→ **SOURCE TEXT**:
------------------------------------------------------------
Answer in Integral Calculus for Travis #52765

Question #52765

Calculate the integral of the following functions:
a) sin^2 (x)
b) 1/(√x^2 -1)

Expert's answer

Answer on Question #52765 – Math – Integral Calculus

Question

Calculate the integral of the following functions:

a) $\sin^2(x)$

b) $1 / (\sqrt{x^2 - 1})$

Solution

a) $\int \sin^2(x) dx = \int \frac{1 - \cos(2x)}{2} dx = \frac{x}{2} - \frac{1}{4} \cdot \sin(2x) + C = \frac{1}{2} \cdot (x - \frac{\sin(2x)}{2}) + C = \frac{1}{2} \cdot (x - \sin(x)\cos(x)) + C,$

where $C$ is an arbitrary real constant;

b) $\int \frac{1}{(\sqrt{x^2 - 1})} dx = \int \frac{dx}{|x| - 1} = \begin{cases} \ln |x - 1| + C, & \text{if } x > 0 \\ -\ln |x + 1| + C, & \text{if } x < 0 \end{cases}$

To calculate integral of $1 / \sqrt{x^2 - 1}$ ,

substitute $x = \cosh t$ ,

dx = (\cosh t)_t^2 dt = (\sinh t) dt,

apply $\cosh^2 t - \sinh^2 t = 1$ ,

\cosh^2 t - 1 = \sinh^2 t,

x^2 - 1 = \sinh^2 t,

\frac{dx}{\sqrt{x^2 - 1}} = \frac{(\sinh t) dt}{\sqrt{\cosh^2 t - 1}} = \frac{\sinh t dt}{\sqrt{\sinh^2 t}} = dt

Rewrite

x = \cosh t,

x = \frac{e^t + e^{-t}}{2},

e^t + \frac{1}{e^t} = 2x,

e^{2t} - (2x)e^t + 1 = 0,

e^t = \frac{2x + \sqrt{4x^2 - 4}}{2} = x + \sqrt{x^2 - 1},

t = \ln |x + \sqrt{x^2 - 1} |.
------------------------------------------------------------
→ **GOAL**: Can you set down the whole integral calculus answer above, word for word?

→ **MATERIAL**:
------------------------------------------------------------
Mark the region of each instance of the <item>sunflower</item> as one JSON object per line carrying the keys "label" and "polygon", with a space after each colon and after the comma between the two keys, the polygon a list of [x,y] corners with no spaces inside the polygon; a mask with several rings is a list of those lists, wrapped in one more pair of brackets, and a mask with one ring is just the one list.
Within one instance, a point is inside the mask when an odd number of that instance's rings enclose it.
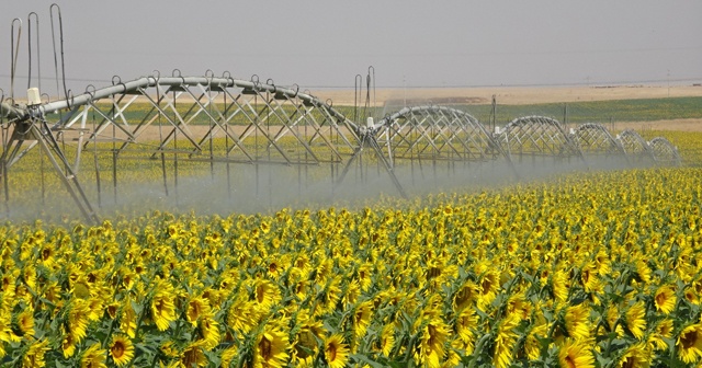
------------------------------------------------------------
→ **RESULT**:
Answer in Integral Calculus for Travis #52765

Question #52765

Calculate the integral of the following functions:
a) sin^2 (x)
b) 1/(√x^2 -1)

Expert's answer

Answer on Question #52765 – Math – Integral Calculus

Question

Calculate the integral of the following functions:

a) $\sin^2(x)$

b) $1 / (\sqrt{x^2 - 1})$

Solution

a) $\int \sin^2(x) dx = \int \frac{1 - \cos(2x)}{2} dx = \frac{x}{2} - \frac{1}{4} \cdot \sin(2x) + C = \frac{1}{2} \cdot (x - \frac{\sin(2x)}{2}) + C = \frac{1}{2} \cdot (x - \sin(x)\cos(x)) + C,$

where $C$ is an arbitrary real constant;

b) $\int \frac{1}{(\sqrt{x^2 - 1})} dx = \int \frac{dx}{|x| - 1} = \begin{cases} \ln |x - 1| + C, & \text{if } x > 0 \\ -\ln |x + 1| + C, & \text{if } x < 0 \end{cases}$

To calculate integral of $1 / \sqrt{x^2 - 1}$ ,

substitute $x = \cosh t$ ,

dx = (\cosh t)_t^2 dt = (\sinh t) dt,

apply $\cosh^2 t - \sinh^2 t = 1$ ,

\cosh^2 t - 1 = \sinh^2 t,

x^2 - 1 = \sinh^2 t,

\frac{dx}{\sqrt{x^2 - 1}} = \frac{(\sinh t) dt}{\sqrt{\cosh^2 t - 1}} = \frac{\sinh t dt}{\sqrt{\sinh^2 t}} = dt

Rewrite

x = \cosh t,

x = \frac{e^t + e^{-t}}{2},

e^t + \frac{1}{e^t} = 2x,

e^{2t} - (2x)e^t + 1 = 0,

e^t = \frac{2x + \sqrt{4x^2 - 4}}{2} = x + \sqrt{x^2 - 1},

t = \ln |x + \sqrt{x^2 - 1} |.